» **Exercise details**: Would you restate, exactly as they appear, the lines from the one containing "point(496, 591)" through the end of the data below?

Input records Start Marker

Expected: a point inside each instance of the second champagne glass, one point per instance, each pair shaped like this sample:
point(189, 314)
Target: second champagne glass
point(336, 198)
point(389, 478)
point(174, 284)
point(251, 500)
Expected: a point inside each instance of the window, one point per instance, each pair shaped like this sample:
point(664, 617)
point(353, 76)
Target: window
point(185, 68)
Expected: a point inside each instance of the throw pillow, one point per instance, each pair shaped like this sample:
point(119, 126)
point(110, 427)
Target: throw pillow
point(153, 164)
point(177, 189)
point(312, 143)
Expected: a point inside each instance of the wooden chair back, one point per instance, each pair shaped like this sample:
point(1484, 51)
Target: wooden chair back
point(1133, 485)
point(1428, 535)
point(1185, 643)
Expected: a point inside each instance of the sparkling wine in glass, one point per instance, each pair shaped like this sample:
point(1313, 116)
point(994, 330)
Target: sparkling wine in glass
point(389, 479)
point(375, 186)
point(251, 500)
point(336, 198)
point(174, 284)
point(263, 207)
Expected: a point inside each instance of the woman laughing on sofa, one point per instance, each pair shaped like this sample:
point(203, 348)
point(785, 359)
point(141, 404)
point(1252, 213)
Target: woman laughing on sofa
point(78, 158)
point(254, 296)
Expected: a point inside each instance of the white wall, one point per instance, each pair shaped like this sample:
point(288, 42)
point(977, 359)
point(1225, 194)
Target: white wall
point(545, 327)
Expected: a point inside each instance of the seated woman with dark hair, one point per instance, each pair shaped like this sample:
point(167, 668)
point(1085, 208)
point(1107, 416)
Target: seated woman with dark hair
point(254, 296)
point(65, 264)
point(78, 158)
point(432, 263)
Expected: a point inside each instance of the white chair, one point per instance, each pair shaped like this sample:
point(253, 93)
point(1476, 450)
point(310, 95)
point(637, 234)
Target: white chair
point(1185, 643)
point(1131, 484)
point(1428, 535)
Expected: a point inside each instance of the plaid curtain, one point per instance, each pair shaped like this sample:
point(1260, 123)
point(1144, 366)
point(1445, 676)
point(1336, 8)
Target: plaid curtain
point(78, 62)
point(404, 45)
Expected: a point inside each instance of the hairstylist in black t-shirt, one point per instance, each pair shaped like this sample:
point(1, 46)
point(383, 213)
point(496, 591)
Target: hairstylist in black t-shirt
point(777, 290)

Input records End Marker

» **Answer area**:
point(496, 591)
Target: hairstylist in black t-shirt
point(777, 290)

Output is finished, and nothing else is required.